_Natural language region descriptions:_
= Beginning of Section =
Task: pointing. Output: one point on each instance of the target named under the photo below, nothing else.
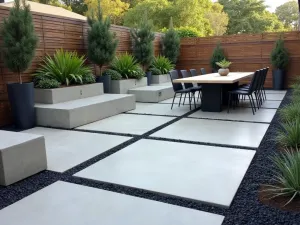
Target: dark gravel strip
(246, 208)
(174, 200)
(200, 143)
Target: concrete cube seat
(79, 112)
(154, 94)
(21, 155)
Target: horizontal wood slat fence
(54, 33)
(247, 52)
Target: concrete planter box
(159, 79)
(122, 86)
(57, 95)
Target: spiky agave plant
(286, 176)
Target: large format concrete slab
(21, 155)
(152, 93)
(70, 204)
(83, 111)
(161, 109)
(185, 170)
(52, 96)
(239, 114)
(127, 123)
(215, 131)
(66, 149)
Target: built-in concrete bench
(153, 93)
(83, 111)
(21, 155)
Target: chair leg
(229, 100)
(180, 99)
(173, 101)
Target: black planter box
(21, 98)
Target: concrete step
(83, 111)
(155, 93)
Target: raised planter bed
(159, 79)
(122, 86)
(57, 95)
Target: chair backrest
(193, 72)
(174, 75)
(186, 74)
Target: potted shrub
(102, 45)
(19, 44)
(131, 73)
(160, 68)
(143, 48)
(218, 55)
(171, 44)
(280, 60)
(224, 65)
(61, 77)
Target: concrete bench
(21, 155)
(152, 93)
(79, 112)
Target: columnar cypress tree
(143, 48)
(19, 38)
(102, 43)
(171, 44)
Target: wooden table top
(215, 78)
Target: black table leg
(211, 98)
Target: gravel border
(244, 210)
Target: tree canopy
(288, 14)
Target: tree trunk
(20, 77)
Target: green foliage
= End of Section =
_Goal of the exercise:_
Exclude the pictures and reproduce every entry exactly.

_Result:_
Task: pointing. Output: one point on each instance of the target named under the photo below, nothing else.
Target: dark gravel strip
(246, 208)
(174, 200)
(200, 143)
Target: concrete cube seat
(79, 112)
(154, 94)
(21, 155)
Target: horizontal wood slat fence
(54, 33)
(247, 52)
Target: concrete planter box
(159, 79)
(122, 86)
(57, 95)
Target: spiky agave plant
(286, 176)
Target: large format concrete slab
(21, 155)
(152, 93)
(70, 204)
(83, 111)
(161, 109)
(185, 170)
(52, 96)
(239, 114)
(127, 123)
(215, 131)
(66, 149)
Target: built-in concrete bench
(153, 93)
(83, 111)
(21, 155)
Target: chair leg
(229, 100)
(180, 99)
(173, 101)
Target: black planter box
(21, 98)
Target: concrete step
(83, 111)
(155, 93)
Target: raised planter bed
(159, 79)
(122, 86)
(57, 95)
Target: chair backrest
(193, 72)
(174, 75)
(186, 74)
Target: potted shrub
(102, 45)
(19, 44)
(131, 73)
(160, 68)
(143, 48)
(218, 55)
(171, 44)
(280, 60)
(224, 65)
(61, 77)
Target: concrete bench
(21, 155)
(152, 93)
(79, 112)
Target: columnar cypress tree
(143, 48)
(19, 38)
(102, 43)
(171, 44)
Target: wooden table top
(215, 78)
Target: black table leg
(211, 98)
Target: gravel border
(244, 210)
Target: tree canopy
(288, 14)
Target: tree trunk
(20, 77)
Target: green foliage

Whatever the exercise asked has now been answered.